## START Extracted data

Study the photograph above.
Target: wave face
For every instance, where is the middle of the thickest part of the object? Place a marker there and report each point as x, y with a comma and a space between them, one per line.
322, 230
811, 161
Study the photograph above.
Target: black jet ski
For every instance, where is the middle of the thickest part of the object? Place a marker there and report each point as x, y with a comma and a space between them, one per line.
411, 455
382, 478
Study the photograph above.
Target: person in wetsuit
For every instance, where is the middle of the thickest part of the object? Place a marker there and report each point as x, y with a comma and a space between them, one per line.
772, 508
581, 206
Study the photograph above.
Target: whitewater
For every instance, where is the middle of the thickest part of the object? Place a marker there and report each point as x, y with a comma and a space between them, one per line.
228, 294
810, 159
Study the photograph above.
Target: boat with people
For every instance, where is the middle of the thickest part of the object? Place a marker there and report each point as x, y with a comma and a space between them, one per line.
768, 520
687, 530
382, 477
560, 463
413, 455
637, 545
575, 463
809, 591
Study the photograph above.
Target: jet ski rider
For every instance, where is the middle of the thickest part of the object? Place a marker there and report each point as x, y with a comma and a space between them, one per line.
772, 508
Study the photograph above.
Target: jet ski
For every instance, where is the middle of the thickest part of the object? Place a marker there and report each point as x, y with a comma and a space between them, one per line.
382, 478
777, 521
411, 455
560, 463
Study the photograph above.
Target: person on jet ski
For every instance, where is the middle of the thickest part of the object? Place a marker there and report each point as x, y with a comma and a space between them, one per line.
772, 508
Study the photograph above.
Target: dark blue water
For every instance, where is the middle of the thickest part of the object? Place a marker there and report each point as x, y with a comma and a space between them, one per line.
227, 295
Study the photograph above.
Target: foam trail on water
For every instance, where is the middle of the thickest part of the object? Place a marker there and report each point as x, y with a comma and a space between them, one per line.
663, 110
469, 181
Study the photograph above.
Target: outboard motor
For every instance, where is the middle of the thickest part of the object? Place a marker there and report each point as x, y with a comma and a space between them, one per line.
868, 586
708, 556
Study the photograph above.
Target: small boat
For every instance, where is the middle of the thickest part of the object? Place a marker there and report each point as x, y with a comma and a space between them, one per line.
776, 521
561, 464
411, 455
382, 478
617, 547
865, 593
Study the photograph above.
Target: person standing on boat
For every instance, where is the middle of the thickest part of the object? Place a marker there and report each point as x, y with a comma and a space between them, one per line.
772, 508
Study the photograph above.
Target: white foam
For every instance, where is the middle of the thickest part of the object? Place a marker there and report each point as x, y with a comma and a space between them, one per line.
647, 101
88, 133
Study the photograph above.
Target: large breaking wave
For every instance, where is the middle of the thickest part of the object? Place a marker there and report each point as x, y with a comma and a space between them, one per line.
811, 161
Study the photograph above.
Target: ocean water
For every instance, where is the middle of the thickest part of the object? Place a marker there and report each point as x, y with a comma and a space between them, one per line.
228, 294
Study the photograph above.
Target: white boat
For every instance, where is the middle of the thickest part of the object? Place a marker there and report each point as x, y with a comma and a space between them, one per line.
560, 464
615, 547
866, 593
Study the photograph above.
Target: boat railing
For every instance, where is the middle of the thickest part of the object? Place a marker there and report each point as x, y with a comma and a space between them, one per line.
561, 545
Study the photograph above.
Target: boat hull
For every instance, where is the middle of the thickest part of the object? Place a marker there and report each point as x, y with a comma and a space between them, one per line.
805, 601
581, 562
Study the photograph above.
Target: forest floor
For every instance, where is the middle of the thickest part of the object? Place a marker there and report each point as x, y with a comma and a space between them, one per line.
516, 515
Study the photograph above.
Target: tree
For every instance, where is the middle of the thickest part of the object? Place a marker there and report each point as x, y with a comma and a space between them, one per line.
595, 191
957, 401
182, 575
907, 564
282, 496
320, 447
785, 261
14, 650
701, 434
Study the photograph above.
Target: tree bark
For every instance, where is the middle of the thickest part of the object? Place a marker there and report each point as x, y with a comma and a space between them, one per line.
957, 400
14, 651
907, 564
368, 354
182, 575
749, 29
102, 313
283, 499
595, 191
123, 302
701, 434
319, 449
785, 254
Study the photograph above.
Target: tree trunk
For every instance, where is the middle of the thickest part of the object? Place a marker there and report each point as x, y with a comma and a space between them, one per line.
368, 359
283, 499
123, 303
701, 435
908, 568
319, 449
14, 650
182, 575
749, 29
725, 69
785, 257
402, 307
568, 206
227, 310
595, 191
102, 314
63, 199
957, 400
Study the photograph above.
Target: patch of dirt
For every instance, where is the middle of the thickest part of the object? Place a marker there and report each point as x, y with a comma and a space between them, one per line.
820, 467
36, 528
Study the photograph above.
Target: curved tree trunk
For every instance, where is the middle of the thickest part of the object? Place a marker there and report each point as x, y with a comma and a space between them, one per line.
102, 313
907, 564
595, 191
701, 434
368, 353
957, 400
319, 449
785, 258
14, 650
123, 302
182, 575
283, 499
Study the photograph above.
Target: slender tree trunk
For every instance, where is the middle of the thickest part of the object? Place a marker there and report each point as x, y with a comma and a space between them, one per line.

## END Extracted data

• [Direction] Repeat the preceding lines exactly, please, every one of them.

• [Full output]
Study the photograph above.
Target: wave face
For every instance, where is the middle of the thickest part of the object? Place a marker there and report each point as x, y with a comma and a space between them, one per line.
322, 230
811, 161
Study the photograph above.
Target: black jet ski
For every instance, where is the middle of the thickest part of the object? Place a marker there and report each point as x, y with a comma and a space between them, one per line.
411, 455
382, 478
Study the photograph above.
Target: person in wetsuit
For every instance, where is the middle of the thickest part of the object? Place a marker there and report each point as x, y with a comma and a space between them, one per line.
772, 508
581, 206
Study the photograph above.
Target: whitewater
For every instance, where is the middle of the thickest part of the object? Place a marker there and report each point as x, y with a comma and a space between them, one per line.
228, 294
810, 159
Study the photograph above.
Target: boat with people
For every instance, where is the middle of the thickest part of the object? Place a marker there and report each point as x, y with a comma and a space between them, one per line.
768, 520
687, 530
382, 477
560, 463
413, 455
637, 545
575, 463
809, 591
Study the photograph above.
Target: jet ski rider
For every instance, where is the middle of the thickest part of the object? Place a marker there and report each point as x, y with a comma and a space between them, one per line.
772, 508
Study the photograph above.
Target: jet ski
For every instance, where is the middle of the thickest part of the object? Place a marker there and report each point as x, y with a comma and a space between them, one per line.
382, 478
777, 521
411, 455
560, 463
Study the photograph above.
Target: person on jet ski
For every instance, where is the middle of the thickest part of the object? Place a marker there and report each point as x, y with a comma and a space between them, one per line.
772, 508
Study the photograph above.
Target: dark blue water
For every instance, where is the middle of the thickest part of the object? Place a marker there and report each point as x, y with a comma and a space between them, one per line.
227, 295
Study the photograph above.
Target: foam trail on water
For every instance, where is the middle of the thickest part of the object? Place a marker there and report each point as x, y with a comma and a space between them, one per line.
663, 110
469, 181
Study the photograph above.
Target: outboard motor
For every instance, where is the middle of the thickest part of the object? Place a marker there and report each point as x, y with a comma and a space between them, one per line.
868, 586
708, 556
Study the photograph above.
Target: small boat
For every instance, where is the middle of the thickest part of the object? Place a marker there and report each point as x, y with a comma and a space between them, one per line.
776, 521
561, 464
411, 455
382, 478
617, 547
865, 593
Study the photograph above.
Target: person standing on boat
For every instance, where is the middle of the thickest part of the object? Place a marker there and report each point as x, y with a comma and a space between them, one per line.
772, 508
Study the photograph above.
Target: white foam
For every instance, where is the middle of the thickest part of the object? Place a marker there and report each point as x, y with a comma and a space between them, one per line.
647, 101
88, 133
Study the photograph above.
Target: large breaking wave
For every instance, where is the middle of the thickest part of the object? Place a marker there and report each point as x, y with a comma and a space between them, one per line.
811, 161
Study the photograph above.
Target: ocean water
For every instance, where is the middle of the thickest part of the object? Place a marker there and report each point as x, y with a comma and a space between them, one per line.
228, 294
Study the photograph above.
Target: white boat
For every instance, where is the middle of the thickest part of the object? Place a marker there and report each point as x, y with a comma and a space between them, one per line.
560, 464
615, 547
866, 593
Study the photograph above.
Target: boat railing
For every instance, where is the middle of the thickest part of the object? Place a marker there and report each point as x, y with a comma and a space between them, one per line.
561, 545
Study the photograph above.
Target: boat hull
For every instance, where is the middle of the thickest part of the object? Place a marker there and report each point as x, y with a comma and a space between them, one per line.
805, 601
581, 562
Study the photograph above.
Target: forest floor
For every instance, where is the middle of the thickest part of the object? Place a marker there and report each point as x, y with a comma and a space between them, one per line.
516, 515
Study the photograph above.
Target: tree
For every instance, where is the middle of the thickest part of the object? Place a marker there and report each point as x, y with a comma and a space between them, one per line.
595, 191
957, 401
182, 575
907, 564
282, 496
320, 447
785, 261
14, 650
701, 434
Study the photograph above.
Target: tree bark
For every instance, where is the middle of the thickest part of the object? Place a marker there and report each point as x, y with a comma and a space between them, one per line.
957, 400
14, 651
907, 564
368, 354
182, 575
749, 29
102, 313
283, 499
595, 191
123, 302
701, 434
319, 449
785, 254
Study the photograph above.
Target: tree trunk
For every instance, where is the middle of the thickest part of the object? Place a marker there and report each point as x, y with a comma and a space between them, one per line.
368, 359
283, 499
123, 303
701, 435
908, 568
319, 449
14, 650
182, 575
749, 29
725, 69
785, 257
402, 307
568, 206
227, 310
595, 191
102, 314
63, 199
957, 400
Study the photograph above.
Target: patch of dirt
For every instance, where is the middle of the thickest part of the object? Place a marker there and report each point as x, y with a comma and a space between them, one per line.
820, 467
36, 528
Study the photograph above.
Target: curved tree trunk
For every instance, where is the middle of the thickest part of the object? Place a marker there and report each point as x, y with a comma and a space between them, one per line.
102, 313
907, 564
595, 191
701, 434
368, 353
957, 400
319, 449
785, 258
14, 650
123, 302
182, 575
283, 499
Study the photograph above.
Target: slender tree trunk
For every instance, where is the middle of the thickest part of the object? Place a marker there and report each point as x, y with a comma and a space between them, one per line.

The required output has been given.